> **To do**
Can you rewrite the records starting at the line containing "In the photo above, where can the eyelash" and ending at the last line of the records, with "eyelash" swapped for "eyebrow" and nothing else changed?

Saved data entries
= = = = = = =
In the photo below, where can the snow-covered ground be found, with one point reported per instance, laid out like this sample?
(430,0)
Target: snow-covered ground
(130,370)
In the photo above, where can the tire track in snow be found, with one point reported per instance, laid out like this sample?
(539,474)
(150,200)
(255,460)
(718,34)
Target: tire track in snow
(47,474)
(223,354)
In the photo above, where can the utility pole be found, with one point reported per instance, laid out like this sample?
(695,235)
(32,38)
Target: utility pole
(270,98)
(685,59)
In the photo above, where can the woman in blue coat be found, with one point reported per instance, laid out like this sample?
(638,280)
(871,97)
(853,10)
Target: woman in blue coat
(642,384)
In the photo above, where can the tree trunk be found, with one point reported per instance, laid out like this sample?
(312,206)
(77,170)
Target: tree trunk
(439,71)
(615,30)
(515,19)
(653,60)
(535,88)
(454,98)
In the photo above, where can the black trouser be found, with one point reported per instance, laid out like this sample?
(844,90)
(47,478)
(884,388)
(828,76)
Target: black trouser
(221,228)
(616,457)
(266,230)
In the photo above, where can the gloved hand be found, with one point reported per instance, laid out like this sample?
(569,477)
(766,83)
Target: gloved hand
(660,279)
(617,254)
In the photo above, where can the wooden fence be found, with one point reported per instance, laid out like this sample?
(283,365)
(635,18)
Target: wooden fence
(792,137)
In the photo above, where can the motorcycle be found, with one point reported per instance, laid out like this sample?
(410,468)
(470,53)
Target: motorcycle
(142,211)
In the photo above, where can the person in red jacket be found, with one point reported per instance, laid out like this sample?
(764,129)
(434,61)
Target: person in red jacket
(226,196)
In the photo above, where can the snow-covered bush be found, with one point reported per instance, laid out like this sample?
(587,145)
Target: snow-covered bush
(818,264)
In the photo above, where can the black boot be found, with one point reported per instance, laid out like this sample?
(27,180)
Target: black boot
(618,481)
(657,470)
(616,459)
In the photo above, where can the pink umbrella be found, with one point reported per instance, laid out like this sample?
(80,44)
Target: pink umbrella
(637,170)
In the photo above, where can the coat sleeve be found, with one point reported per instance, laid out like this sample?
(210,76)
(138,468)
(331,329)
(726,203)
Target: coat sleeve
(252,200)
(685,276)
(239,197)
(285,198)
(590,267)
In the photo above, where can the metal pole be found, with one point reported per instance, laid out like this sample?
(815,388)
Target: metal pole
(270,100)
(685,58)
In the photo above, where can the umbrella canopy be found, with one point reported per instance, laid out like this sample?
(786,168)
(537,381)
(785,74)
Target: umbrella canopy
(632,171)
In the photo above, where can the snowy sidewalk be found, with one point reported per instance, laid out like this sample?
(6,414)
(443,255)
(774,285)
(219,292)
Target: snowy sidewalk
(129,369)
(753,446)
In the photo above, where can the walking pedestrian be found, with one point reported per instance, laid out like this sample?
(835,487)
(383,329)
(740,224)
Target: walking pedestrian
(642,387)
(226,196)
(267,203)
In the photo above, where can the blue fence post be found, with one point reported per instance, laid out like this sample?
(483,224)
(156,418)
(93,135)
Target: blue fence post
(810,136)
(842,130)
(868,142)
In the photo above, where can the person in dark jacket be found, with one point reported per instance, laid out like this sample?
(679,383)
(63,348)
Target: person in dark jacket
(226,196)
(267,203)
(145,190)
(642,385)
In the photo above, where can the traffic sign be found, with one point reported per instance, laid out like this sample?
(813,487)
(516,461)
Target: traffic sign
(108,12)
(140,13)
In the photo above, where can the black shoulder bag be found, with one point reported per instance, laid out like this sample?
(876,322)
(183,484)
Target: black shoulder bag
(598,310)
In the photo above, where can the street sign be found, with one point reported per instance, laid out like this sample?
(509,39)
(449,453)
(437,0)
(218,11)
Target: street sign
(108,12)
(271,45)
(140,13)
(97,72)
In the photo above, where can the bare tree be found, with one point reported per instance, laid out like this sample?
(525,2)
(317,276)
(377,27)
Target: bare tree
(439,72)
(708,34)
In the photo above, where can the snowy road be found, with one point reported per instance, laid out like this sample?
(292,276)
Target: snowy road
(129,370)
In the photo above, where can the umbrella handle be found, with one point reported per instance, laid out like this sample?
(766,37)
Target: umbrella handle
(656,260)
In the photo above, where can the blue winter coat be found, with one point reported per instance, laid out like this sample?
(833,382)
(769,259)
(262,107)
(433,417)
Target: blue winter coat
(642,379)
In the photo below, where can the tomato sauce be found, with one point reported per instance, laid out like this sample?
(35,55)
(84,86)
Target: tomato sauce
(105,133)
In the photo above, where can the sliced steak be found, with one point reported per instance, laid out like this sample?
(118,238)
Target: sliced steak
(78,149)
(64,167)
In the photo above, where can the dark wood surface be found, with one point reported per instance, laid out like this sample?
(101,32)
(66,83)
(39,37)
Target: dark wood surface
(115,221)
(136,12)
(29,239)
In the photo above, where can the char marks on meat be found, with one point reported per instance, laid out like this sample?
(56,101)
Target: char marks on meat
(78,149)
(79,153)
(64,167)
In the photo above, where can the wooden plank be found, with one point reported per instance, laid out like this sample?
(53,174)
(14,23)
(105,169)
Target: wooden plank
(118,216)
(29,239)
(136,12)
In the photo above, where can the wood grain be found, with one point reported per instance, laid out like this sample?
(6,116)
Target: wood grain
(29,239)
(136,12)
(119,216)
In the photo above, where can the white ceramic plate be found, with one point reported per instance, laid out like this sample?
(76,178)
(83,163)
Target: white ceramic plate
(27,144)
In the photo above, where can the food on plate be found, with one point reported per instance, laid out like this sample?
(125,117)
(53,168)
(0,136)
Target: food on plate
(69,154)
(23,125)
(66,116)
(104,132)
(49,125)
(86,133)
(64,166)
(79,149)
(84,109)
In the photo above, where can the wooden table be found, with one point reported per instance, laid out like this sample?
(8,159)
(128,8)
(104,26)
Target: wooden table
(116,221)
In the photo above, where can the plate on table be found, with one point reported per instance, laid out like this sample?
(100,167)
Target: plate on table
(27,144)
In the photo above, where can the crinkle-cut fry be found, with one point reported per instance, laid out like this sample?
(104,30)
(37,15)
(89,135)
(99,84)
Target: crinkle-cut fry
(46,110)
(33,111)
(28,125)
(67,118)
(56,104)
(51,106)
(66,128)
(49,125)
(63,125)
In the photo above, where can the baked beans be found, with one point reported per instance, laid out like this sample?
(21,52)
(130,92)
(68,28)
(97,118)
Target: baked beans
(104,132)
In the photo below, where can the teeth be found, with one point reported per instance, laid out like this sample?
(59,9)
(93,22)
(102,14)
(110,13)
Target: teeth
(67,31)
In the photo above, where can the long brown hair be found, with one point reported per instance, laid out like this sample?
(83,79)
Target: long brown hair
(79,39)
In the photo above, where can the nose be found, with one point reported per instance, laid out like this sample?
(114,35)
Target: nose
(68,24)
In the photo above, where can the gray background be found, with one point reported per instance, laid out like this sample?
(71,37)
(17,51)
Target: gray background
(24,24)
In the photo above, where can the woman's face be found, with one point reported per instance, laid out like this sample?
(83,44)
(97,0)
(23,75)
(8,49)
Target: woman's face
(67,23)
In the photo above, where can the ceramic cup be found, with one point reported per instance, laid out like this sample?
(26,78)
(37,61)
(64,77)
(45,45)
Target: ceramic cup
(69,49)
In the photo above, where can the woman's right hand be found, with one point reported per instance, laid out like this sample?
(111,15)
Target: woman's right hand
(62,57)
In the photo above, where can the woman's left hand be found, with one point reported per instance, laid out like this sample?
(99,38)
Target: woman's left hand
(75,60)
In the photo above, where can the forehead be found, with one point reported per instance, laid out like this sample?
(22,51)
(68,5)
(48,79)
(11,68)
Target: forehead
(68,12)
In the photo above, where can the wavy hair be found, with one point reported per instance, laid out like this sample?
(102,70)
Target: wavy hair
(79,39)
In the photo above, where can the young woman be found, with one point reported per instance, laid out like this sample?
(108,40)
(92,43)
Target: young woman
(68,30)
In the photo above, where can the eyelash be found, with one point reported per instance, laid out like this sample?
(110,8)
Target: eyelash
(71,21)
= = = = = = =
> **Worked answer**
In the photo above, where can the eyebrow be found, with one point reported per instance, laid out like this sample?
(110,8)
Target: eyebrow
(71,21)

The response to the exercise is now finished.